(Huit heures quarante-trois minutes)
La Modératrice
: Alors,
bonjour. Bienvenue à ce point de presse du Parti québécois. S'adressera à vous
aujourd'hui Mme Véronique Hivon, porte-parole en matière de famille. Mme Hivon,
c'est à vous.
Mme
Hivon
: Oui,
bonjour. Merci beaucoup de votre présence. Je sais qu'il y a au même moment,
donc, une autre activité avec un briefing technique, donc je vous remercie d'être
ici.
En fait, ce matin, on fait une
interpellation du ministre de la Famille sur le bilan désastreux du
gouvernement de la CAQ en matière de service de garde, de places en service de
garde éducatif à l'enfance pour les familles du Québec. Alors, je veux juste
vous rappeler quelques données qui parlent d'elles-mêmes sur ce bilan
désastreux qui nous mène carrément dans une crise en ce moment pour les
familles du Québec.
Quand la CAQ est arrivée, la situation
était déjà difficile, il y avait 42 000 familles qui attendaient une place
sur le guichet 0-5 ans. C'est passé, un an après, à 46 000, et maintenant
on en est à 51 000 familles qui attendent une place. Et ça, ce n'est
pas le chiffre à jour, donc j'espère aujourd'hui que le ministre va nous donner
le chiffre à jour. Donc, 51 000 familles qui attendent une place.
Par ailleurs, un an après leur arrivée au
pouvoir, il y avait 8 000 places en milieu familial qui n'étaient pas
comblées. C'est-à-dire que, faute d'éducatrices, compte tenu de la pénurie d'éducatrices,
il y avait 8 000 places qui, en théorie, existent, sont budgétées,
mais n'étaient pas occupées.
Où on en est? En août dernier, le nouveau
chiffre du ministre, c'étaient 24 000 places. Donc, on a
24 000 places qu'on appelle des places fantômes, qui pourraient être
occupées par des enfants, qui pourraient aider les familles, mais faute d'éducatrices
et faute de plan adéquat du ministre pour valoriser et recruter des
éducatrices, bien, on a 24 000 places, et ça, c'est le chiffre d'août
dernier.
Alors, on s'imagine qu'aujourd'hui on doit
être rendus près du 30 000 places en milieu familial qui existent,
mais qui, compte tenu de toutes les éducatrices qui désertent la profession, ne
sont carrément pas occupées. Et donc, dans la dernière année, là, pour vous
donner un exemple, c'est 837 éducatrices en milieu familial qui ont fermé
leurs portes. Et donc, le chiffre, en ce moment même, du manque minimal
d'éducatrices pour cette année, ce serait 3 000 éducatrices de plus
qu'on doit trouver. Et la projection d'ici 2024, c'est qu'il va manquer
10 000 éducatrices au Québec.
Et pendant ce temps, le ministre n'a rien
fait, posé aucune action ni pour contrer la pénurie de places en elle-même ni
pour contrer, évidemment, la pénurie d'éducatrices, qui est directement reliée
au fait qu'on n'est pas capable de pouvoir occuper les places en service de
garde.

····················

*Tâches*:
1 - D'après le texte source, pourquoi des places en milieu familial, pourtant budgétées, ne sont-elles pas occupées ? Répondez en une à trois phrases.
2 - Recopiez un passage du texte source : commencez aux mots « (Huit heures quarante-trois » et arrêtez-vous après les mots « c'est à vous. ».
Les entrées n'interviennent en rien dans ce travail.

····················

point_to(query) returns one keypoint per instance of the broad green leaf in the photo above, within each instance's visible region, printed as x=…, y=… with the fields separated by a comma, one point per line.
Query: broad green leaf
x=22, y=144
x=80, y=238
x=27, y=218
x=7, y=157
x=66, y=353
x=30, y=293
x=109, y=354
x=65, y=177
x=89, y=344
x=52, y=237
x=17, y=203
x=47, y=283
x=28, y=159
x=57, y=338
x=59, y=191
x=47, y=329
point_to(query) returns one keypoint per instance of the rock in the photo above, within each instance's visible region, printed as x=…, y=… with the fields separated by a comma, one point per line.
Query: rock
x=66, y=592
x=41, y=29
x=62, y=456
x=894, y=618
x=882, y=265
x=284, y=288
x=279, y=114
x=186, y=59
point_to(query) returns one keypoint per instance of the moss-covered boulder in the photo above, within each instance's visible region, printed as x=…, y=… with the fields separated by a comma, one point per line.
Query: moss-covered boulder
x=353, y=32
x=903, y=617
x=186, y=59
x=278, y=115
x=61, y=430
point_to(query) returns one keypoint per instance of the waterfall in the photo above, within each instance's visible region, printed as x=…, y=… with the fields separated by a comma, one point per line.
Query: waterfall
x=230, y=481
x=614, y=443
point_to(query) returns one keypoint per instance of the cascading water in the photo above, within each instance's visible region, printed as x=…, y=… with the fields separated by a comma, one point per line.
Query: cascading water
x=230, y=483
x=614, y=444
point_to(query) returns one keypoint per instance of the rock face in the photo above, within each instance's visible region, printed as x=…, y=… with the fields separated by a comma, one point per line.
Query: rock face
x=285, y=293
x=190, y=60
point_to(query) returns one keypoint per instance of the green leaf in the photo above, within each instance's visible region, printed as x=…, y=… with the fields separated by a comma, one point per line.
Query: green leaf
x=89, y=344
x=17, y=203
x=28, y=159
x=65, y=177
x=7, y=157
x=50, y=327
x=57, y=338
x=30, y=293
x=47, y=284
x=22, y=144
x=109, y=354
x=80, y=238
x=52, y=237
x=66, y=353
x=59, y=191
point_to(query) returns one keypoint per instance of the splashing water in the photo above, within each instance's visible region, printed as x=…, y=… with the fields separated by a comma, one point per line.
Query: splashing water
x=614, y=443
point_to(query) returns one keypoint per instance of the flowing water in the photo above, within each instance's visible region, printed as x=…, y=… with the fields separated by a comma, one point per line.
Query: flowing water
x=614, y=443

····················

*Réponses aux tâches*:
1 - Ces places ne sont pas occupées faute d'éducatrices, en raison de la pénurie d'éducatrices. À cela s'ajoute l'absence d'un plan adéquat du ministre pour valoriser et recruter des éducatrices.

2 -
(Huit heures quarante-trois minutes)
La Modératrice
: Alors,
bonjour. Bienvenue à ce point de presse du Parti québécois. S'adressera à vous
aujourd'hui Mme Véronique Hivon, porte-parole en matière de famille. Mme Hivon,
c'est à vous.